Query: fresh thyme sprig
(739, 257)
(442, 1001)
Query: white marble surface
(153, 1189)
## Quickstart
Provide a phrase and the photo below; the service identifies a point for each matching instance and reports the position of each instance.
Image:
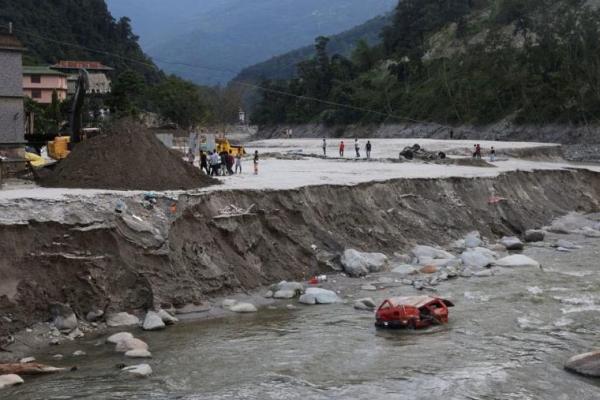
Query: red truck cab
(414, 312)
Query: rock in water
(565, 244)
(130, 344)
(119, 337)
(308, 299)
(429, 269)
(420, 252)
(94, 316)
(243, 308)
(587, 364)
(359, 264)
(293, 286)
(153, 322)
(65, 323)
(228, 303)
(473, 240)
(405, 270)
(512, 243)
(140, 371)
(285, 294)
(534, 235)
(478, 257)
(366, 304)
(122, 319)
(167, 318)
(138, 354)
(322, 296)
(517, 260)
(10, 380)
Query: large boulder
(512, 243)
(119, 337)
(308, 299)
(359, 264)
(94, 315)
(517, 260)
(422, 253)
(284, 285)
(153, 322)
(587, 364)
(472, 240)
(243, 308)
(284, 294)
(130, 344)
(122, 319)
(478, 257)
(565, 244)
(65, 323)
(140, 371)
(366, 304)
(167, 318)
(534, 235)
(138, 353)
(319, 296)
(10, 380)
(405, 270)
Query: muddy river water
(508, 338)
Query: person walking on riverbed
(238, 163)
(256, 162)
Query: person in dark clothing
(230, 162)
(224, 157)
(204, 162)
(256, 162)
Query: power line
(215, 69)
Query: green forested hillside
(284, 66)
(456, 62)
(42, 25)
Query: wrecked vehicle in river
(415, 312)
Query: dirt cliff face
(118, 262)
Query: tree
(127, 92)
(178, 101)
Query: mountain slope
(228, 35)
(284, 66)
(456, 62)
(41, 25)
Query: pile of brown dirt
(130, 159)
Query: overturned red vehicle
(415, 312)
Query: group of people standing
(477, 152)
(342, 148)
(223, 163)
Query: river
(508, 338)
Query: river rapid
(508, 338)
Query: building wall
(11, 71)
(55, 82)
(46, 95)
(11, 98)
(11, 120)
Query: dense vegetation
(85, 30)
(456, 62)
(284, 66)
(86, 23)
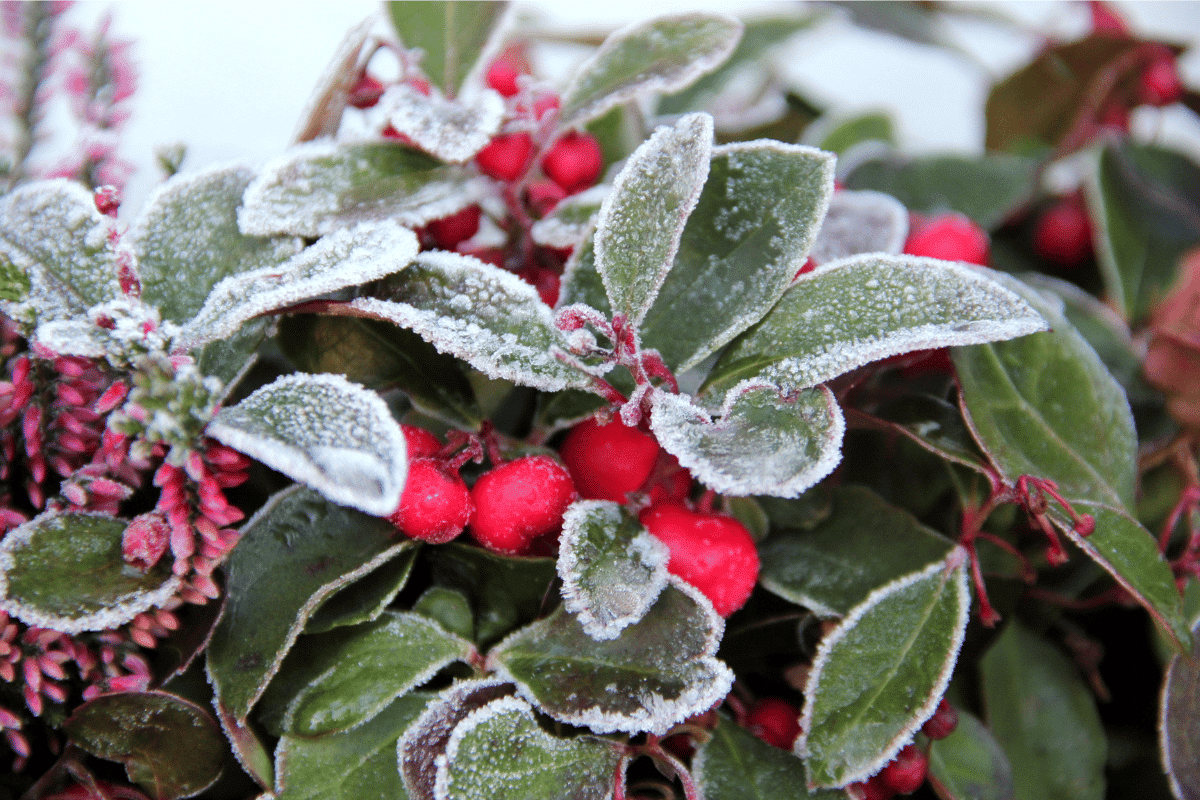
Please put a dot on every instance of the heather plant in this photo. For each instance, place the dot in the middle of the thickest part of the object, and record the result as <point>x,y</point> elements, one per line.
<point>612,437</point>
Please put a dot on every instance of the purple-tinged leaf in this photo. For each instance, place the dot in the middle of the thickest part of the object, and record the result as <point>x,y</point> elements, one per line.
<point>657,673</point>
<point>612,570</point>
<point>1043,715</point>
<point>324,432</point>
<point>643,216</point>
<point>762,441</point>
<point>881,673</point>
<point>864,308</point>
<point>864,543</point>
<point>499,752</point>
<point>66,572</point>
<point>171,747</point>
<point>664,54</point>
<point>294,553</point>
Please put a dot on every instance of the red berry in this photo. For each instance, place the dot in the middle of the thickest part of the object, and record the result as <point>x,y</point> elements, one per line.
──────────────────────────────
- [Instruction]:
Pictures are excluded; repeat every record exactly.

- [Complete output]:
Query: fresh thyme sprig
(739, 257)
(442, 1001)
Query: white marble surface
(153, 1189)
## Quickstart
Provide a phrase and the photo below; the service identifies a point for each matching instance and reports the position of each instance.
Image:
Query: red truck cab
(414, 312)
Query: rock in water
(565, 244)
(130, 344)
(119, 337)
(308, 299)
(429, 269)
(420, 252)
(94, 316)
(243, 308)
(587, 364)
(359, 264)
(293, 286)
(153, 322)
(65, 323)
(228, 303)
(473, 240)
(405, 270)
(512, 243)
(140, 371)
(285, 294)
(534, 235)
(478, 257)
(366, 304)
(122, 319)
(167, 318)
(138, 354)
(322, 296)
(517, 260)
(10, 380)
Query: large boulder
(512, 243)
(119, 337)
(308, 299)
(359, 264)
(94, 315)
(517, 260)
(422, 253)
(284, 285)
(153, 322)
(587, 364)
(472, 240)
(243, 308)
(284, 294)
(130, 344)
(122, 319)
(478, 257)
(565, 244)
(65, 323)
(140, 371)
(366, 304)
(167, 318)
(534, 235)
(138, 353)
(319, 296)
(10, 380)
(405, 270)
Query: muddy river water
(508, 338)
Query: person walking on riverbed
(238, 163)
(256, 162)
Query: person in dark clothing
(230, 162)
(224, 157)
(204, 162)
(256, 162)
Query: power line
(215, 69)
Query: green forested hillside
(284, 66)
(456, 62)
(42, 25)
Query: wrecked vehicle in river
(415, 312)
Query: dirt cliff face
(118, 262)
Query: tree
(127, 92)
(178, 101)
Query: mountain slope
(228, 35)
(284, 66)
(456, 62)
(41, 25)
Query: pile of brown dirt
(130, 159)
Query: overturned red vehicle
(415, 312)
Query: group of people standing
(477, 152)
(342, 148)
(223, 163)
Query: river
(508, 338)
Query: river rapid
(508, 338)
Query: building wall
(11, 71)
(55, 82)
(46, 95)
(11, 98)
(11, 120)
Query: dense vegetation
(85, 30)
(456, 62)
(284, 66)
(86, 23)
Please put a dot on every instance of the heather plant in this photo. For each instance, place the dot in the middle of the thickest part of the object, and record the result as <point>x,y</point> elements, one per line.
<point>612,437</point>
Please put a dot on every instance of the purple-tinged leaf in this photo. For each instance, place the dot in the middle of the thickest part of the object, and record the result as <point>x,y</point> elements, one per line.
<point>657,673</point>
<point>612,570</point>
<point>1043,715</point>
<point>324,432</point>
<point>643,216</point>
<point>762,441</point>
<point>881,673</point>
<point>864,308</point>
<point>864,543</point>
<point>499,752</point>
<point>66,572</point>
<point>171,747</point>
<point>664,54</point>
<point>294,553</point>
Please put a dot on every instance of the red berry in this photo. For each instance, place the dot in the middle of the thickest part of the object, and record the result as <point>x,y</point> elements, one per line.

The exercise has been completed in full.